[Items listed in a dataset]
-- Start --

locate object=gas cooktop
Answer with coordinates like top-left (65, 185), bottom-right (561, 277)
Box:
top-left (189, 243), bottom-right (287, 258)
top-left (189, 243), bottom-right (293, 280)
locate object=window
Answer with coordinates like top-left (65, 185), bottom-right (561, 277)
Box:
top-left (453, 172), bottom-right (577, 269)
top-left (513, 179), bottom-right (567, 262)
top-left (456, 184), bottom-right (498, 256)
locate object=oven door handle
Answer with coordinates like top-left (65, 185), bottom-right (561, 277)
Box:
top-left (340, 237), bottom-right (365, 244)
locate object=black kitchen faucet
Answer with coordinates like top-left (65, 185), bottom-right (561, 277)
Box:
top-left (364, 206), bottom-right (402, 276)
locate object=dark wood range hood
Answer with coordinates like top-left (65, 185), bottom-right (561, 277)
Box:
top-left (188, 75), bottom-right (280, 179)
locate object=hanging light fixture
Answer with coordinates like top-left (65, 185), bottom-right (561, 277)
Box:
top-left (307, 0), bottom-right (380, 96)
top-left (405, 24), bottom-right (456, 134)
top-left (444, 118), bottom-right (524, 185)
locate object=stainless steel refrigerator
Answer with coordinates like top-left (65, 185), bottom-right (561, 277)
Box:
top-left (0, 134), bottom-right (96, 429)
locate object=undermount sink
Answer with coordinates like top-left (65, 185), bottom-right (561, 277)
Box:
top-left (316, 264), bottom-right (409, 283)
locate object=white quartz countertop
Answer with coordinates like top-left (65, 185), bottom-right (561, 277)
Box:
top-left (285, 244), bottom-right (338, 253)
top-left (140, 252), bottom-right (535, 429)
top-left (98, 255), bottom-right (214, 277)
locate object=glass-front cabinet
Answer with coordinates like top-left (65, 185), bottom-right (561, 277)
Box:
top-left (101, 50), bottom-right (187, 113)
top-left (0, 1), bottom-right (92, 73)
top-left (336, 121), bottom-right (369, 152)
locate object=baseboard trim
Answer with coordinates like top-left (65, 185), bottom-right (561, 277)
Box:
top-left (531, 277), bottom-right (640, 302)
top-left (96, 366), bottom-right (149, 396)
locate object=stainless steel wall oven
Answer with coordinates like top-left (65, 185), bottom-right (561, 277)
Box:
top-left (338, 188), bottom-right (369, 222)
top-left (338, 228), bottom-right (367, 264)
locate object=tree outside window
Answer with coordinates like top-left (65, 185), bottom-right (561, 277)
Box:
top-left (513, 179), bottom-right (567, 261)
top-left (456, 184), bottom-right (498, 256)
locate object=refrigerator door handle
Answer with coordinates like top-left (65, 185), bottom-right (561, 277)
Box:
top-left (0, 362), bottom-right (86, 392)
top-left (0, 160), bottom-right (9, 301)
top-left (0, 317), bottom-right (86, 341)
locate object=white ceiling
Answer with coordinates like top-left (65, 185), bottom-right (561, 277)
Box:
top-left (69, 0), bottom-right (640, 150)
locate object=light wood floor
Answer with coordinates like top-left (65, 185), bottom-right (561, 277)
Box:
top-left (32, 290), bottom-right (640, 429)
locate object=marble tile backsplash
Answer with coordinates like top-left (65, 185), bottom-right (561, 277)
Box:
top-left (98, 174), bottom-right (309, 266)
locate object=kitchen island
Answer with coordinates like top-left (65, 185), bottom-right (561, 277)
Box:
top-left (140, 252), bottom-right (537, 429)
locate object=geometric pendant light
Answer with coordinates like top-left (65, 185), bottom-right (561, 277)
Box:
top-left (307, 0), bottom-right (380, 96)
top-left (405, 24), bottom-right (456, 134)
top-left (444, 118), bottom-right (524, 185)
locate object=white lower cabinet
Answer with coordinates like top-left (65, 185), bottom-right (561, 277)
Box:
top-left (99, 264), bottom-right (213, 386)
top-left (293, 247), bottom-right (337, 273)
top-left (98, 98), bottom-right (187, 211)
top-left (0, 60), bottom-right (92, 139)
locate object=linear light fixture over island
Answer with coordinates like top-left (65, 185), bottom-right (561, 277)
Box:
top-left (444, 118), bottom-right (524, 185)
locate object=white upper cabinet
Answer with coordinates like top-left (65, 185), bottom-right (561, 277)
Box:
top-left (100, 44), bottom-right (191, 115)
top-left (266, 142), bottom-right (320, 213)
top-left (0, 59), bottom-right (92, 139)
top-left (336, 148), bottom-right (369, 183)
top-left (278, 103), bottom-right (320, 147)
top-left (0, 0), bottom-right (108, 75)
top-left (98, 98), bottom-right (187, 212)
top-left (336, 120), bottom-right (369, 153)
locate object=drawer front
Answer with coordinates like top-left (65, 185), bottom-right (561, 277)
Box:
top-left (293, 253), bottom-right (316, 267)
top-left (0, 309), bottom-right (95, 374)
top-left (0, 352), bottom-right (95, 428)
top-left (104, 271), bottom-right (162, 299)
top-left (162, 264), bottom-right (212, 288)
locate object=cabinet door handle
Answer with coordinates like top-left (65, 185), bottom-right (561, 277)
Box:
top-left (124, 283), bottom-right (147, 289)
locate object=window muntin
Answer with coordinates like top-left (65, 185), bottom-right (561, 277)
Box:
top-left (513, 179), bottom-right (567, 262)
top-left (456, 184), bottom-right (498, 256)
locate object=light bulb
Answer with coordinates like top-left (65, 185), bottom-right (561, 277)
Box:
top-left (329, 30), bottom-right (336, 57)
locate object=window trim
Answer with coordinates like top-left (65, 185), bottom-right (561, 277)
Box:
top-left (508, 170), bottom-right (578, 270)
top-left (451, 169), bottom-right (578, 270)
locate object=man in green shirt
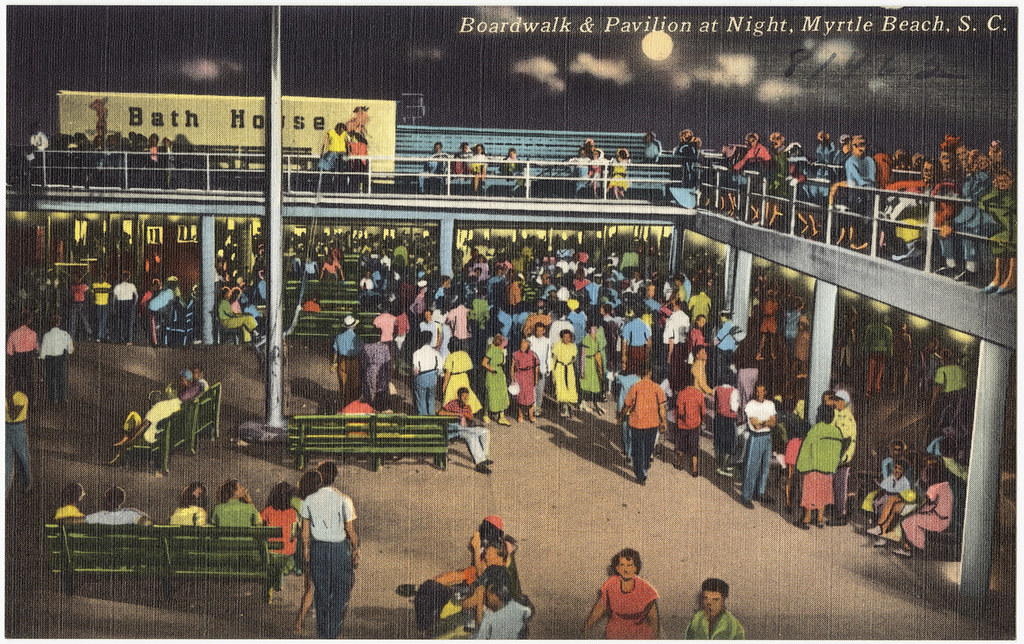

-- End --

Instructions to follow:
Reproduce the data above with every instance of "locate" switched to "find" and everything else left unchanged. Omit the pictures from your answer.

Result:
find object=gas cooktop
Answer with coordinates like top-left (65, 185), bottom-right (561, 277)
Box:
top-left (189, 243), bottom-right (287, 258)
top-left (189, 243), bottom-right (293, 280)
find object=window
Answer with coordinates like top-left (65, 185), bottom-right (561, 277)
Box:
top-left (453, 172), bottom-right (577, 269)
top-left (513, 179), bottom-right (567, 262)
top-left (456, 184), bottom-right (498, 256)
find object=oven door handle
Answer with coordinates like top-left (65, 185), bottom-right (561, 277)
Box:
top-left (340, 237), bottom-right (365, 244)
find object=black kitchen faucet
Answer with coordinates like top-left (65, 185), bottom-right (561, 277)
Box:
top-left (364, 206), bottom-right (402, 276)
find object=dark wood range hood
Answer with coordinates like top-left (65, 185), bottom-right (561, 277)
Box:
top-left (188, 75), bottom-right (280, 179)
find object=hanging light fixture
Answer with coordinates like top-left (65, 185), bottom-right (561, 277)
Box:
top-left (307, 0), bottom-right (380, 96)
top-left (405, 24), bottom-right (456, 134)
top-left (444, 118), bottom-right (524, 185)
find object=stainless steel refrigerator
Answer with coordinates like top-left (65, 185), bottom-right (561, 277)
Box:
top-left (0, 134), bottom-right (96, 429)
find object=undermount sink
Answer with coordinates like top-left (65, 185), bottom-right (561, 277)
Box:
top-left (316, 264), bottom-right (409, 283)
find object=white quartz countertop
Answer with coordinates like top-left (65, 185), bottom-right (561, 277)
Box:
top-left (285, 244), bottom-right (338, 253)
top-left (140, 252), bottom-right (535, 429)
top-left (98, 255), bottom-right (214, 277)
find object=glass-front cabinet
Answer with coordinates like top-left (65, 185), bottom-right (561, 277)
Box:
top-left (101, 50), bottom-right (187, 113)
top-left (0, 1), bottom-right (92, 73)
top-left (336, 121), bottom-right (369, 152)
find object=baseboard trim
Answer with coordinates like top-left (65, 185), bottom-right (561, 277)
Box:
top-left (531, 277), bottom-right (640, 302)
top-left (96, 366), bottom-right (149, 396)
find object=stainless steel wall oven
Answer with coordinates like top-left (65, 185), bottom-right (561, 277)
Box:
top-left (338, 188), bottom-right (369, 222)
top-left (338, 228), bottom-right (367, 264)
find object=tree outside window
Answer with coordinates like top-left (65, 185), bottom-right (561, 277)
Box:
top-left (513, 179), bottom-right (567, 261)
top-left (456, 184), bottom-right (498, 256)
find object=refrigerator door handle
Answer with coordinates like top-left (65, 185), bottom-right (561, 277)
Box:
top-left (0, 362), bottom-right (86, 392)
top-left (0, 160), bottom-right (9, 301)
top-left (0, 317), bottom-right (86, 341)
find object=white ceiling
Answer with coordinates like top-left (65, 185), bottom-right (561, 277)
Box:
top-left (69, 0), bottom-right (640, 150)
find object=light wood floor
Answer with coordinates like top-left (65, 185), bottom-right (561, 277)
Box:
top-left (32, 290), bottom-right (640, 429)
find object=marble tile backsplash
Answer with coordinates like top-left (65, 185), bottom-right (561, 277)
Box:
top-left (98, 174), bottom-right (309, 266)
find object=kitchen island
Answer with coordinates like top-left (65, 185), bottom-right (561, 277)
Box:
top-left (140, 252), bottom-right (537, 429)
find object=geometric pendant light
Answer with coordinates like top-left (65, 185), bottom-right (561, 277)
Box:
top-left (307, 0), bottom-right (380, 96)
top-left (405, 24), bottom-right (456, 134)
top-left (444, 118), bottom-right (524, 185)
find object=white lower cabinet
Answer with coordinates like top-left (65, 185), bottom-right (561, 277)
Box:
top-left (99, 264), bottom-right (213, 386)
top-left (293, 247), bottom-right (337, 273)
top-left (98, 98), bottom-right (187, 211)
top-left (0, 60), bottom-right (92, 139)
find object=linear light fixture over island
Answer with coordinates like top-left (65, 185), bottom-right (561, 277)
Box:
top-left (444, 118), bottom-right (524, 185)
find object=white upper cabinet
Answer with coordinates like top-left (65, 185), bottom-right (561, 277)
Box:
top-left (100, 44), bottom-right (191, 115)
top-left (266, 142), bottom-right (320, 213)
top-left (0, 59), bottom-right (92, 139)
top-left (336, 148), bottom-right (369, 183)
top-left (278, 103), bottom-right (320, 147)
top-left (0, 0), bottom-right (108, 75)
top-left (98, 98), bottom-right (187, 212)
top-left (336, 120), bottom-right (369, 153)
find object=drawer front
Answer with coordinates like top-left (65, 185), bottom-right (561, 277)
Box:
top-left (293, 253), bottom-right (316, 267)
top-left (0, 309), bottom-right (95, 374)
top-left (0, 352), bottom-right (95, 428)
top-left (104, 271), bottom-right (162, 299)
top-left (162, 264), bottom-right (212, 288)
find object=cabinet door handle
Answer with coordinates like top-left (65, 185), bottom-right (561, 277)
Box:
top-left (124, 283), bottom-right (147, 289)
find object=window muntin
Answer with coordinates like top-left (65, 185), bottom-right (561, 277)
Box:
top-left (513, 179), bottom-right (567, 262)
top-left (456, 184), bottom-right (498, 256)
find object=light bulb
Answer with coordinates like top-left (65, 185), bottom-right (561, 277)
Box:
top-left (329, 30), bottom-right (336, 57)
find object=window trim
Answer with coordinates like top-left (65, 185), bottom-right (561, 277)
Box:
top-left (508, 170), bottom-right (578, 270)
top-left (451, 169), bottom-right (578, 270)
find object=man in green shirt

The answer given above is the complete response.